> [The problem]: For each line of the listing that holds "positive", show the full line.

> [Extracted material]:
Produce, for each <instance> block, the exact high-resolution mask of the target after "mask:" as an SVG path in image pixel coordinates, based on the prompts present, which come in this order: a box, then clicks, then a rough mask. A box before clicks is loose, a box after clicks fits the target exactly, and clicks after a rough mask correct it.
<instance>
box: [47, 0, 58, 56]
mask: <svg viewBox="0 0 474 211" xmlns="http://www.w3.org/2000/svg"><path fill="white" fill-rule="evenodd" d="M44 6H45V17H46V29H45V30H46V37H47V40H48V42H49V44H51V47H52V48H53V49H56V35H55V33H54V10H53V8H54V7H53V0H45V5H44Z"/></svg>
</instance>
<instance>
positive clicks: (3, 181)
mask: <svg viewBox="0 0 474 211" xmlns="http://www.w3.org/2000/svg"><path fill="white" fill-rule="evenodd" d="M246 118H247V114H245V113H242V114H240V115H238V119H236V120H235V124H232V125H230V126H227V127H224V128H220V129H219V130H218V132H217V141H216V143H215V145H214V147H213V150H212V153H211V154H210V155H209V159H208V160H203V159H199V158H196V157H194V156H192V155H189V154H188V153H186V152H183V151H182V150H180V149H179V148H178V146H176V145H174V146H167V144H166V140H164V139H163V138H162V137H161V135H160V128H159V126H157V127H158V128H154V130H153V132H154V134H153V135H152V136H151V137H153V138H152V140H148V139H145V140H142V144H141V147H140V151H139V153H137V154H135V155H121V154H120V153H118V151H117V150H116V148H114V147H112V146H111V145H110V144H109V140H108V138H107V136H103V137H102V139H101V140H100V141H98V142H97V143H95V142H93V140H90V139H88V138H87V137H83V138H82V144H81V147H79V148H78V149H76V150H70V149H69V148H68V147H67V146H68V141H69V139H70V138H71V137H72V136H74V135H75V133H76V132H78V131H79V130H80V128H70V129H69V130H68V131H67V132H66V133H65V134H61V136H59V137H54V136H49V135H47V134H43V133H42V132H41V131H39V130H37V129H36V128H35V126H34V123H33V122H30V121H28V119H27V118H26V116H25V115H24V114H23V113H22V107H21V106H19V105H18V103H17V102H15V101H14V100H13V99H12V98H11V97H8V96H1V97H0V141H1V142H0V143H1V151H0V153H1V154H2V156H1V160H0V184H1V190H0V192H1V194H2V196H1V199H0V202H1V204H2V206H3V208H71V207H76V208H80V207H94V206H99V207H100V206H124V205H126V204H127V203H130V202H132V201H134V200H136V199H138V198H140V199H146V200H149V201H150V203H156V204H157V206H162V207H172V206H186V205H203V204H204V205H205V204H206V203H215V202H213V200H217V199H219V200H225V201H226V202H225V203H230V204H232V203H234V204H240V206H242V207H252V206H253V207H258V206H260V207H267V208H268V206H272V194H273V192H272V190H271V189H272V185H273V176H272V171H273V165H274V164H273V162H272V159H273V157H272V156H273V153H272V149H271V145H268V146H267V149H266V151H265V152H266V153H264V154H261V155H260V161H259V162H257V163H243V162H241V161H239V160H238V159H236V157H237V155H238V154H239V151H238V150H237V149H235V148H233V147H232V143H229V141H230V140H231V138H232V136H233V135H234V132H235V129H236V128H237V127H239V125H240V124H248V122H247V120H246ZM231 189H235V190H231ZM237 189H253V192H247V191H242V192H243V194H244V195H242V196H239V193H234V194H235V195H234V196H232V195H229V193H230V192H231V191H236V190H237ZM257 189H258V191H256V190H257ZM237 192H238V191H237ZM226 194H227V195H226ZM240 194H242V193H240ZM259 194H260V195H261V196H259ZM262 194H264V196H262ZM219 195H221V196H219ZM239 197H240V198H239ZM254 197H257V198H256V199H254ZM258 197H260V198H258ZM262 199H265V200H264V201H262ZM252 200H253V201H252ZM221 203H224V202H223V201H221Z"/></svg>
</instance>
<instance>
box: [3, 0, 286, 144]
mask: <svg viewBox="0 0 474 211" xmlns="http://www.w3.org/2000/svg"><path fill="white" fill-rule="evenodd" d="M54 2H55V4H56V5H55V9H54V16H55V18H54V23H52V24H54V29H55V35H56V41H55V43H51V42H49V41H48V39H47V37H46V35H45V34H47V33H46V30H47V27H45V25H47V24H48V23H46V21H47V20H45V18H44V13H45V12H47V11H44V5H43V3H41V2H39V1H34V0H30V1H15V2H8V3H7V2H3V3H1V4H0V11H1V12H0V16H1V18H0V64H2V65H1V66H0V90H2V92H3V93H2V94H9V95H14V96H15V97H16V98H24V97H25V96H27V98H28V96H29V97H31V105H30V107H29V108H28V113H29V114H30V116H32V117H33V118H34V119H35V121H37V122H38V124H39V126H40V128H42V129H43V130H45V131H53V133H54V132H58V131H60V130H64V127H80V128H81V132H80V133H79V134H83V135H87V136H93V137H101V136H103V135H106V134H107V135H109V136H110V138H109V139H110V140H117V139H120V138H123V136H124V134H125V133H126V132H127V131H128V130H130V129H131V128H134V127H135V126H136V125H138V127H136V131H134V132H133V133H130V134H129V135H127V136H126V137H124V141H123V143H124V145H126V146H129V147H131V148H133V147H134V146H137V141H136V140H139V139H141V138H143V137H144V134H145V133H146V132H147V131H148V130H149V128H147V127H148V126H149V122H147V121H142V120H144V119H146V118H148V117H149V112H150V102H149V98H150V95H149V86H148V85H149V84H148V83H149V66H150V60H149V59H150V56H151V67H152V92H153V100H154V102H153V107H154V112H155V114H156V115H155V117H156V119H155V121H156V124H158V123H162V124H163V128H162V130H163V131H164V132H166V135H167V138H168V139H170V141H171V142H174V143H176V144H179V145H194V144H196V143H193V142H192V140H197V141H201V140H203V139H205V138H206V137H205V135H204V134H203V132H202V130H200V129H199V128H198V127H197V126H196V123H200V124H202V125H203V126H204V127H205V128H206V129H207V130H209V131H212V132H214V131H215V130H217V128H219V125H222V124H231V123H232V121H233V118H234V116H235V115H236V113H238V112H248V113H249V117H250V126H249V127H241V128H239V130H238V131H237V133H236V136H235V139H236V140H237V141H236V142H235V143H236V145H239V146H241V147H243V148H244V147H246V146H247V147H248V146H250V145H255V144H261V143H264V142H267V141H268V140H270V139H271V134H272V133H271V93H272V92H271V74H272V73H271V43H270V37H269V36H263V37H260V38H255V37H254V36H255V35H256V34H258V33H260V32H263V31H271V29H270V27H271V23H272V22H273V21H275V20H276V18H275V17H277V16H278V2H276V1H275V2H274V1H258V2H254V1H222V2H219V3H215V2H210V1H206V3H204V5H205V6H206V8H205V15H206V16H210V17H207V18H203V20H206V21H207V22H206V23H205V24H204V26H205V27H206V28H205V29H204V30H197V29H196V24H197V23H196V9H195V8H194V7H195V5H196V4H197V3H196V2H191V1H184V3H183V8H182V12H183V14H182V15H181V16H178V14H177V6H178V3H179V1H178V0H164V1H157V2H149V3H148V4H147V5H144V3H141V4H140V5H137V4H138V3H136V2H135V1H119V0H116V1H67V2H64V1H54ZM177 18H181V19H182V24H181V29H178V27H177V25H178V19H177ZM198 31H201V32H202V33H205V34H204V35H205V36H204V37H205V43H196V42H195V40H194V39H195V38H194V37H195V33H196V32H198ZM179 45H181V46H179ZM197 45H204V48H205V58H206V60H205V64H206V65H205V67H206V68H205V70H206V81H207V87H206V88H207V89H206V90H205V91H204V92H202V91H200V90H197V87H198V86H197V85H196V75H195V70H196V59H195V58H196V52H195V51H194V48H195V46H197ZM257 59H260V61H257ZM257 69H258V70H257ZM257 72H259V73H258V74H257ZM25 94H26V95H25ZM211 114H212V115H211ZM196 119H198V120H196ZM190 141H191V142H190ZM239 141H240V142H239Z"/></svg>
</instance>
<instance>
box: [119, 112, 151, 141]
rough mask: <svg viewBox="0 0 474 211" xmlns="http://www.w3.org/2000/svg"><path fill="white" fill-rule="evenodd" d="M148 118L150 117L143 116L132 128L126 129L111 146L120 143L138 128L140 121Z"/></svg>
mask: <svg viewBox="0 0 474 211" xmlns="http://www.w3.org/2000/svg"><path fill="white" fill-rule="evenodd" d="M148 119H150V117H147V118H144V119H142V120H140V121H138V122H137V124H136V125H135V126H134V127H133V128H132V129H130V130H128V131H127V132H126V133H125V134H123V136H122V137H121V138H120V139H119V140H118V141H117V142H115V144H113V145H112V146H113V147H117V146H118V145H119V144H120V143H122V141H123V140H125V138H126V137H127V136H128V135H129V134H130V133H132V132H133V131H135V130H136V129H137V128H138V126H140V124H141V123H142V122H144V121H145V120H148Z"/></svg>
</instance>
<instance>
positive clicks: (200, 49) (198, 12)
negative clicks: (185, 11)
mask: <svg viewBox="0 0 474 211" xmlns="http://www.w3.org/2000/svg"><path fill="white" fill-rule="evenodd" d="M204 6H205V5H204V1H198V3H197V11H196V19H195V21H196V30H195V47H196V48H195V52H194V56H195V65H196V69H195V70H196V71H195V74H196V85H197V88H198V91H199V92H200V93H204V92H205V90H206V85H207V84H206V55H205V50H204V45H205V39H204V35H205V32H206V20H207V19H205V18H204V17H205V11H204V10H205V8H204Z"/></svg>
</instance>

> [Output for this task]:
positive clicks: (3, 181)
positive clicks: (200, 49) (198, 12)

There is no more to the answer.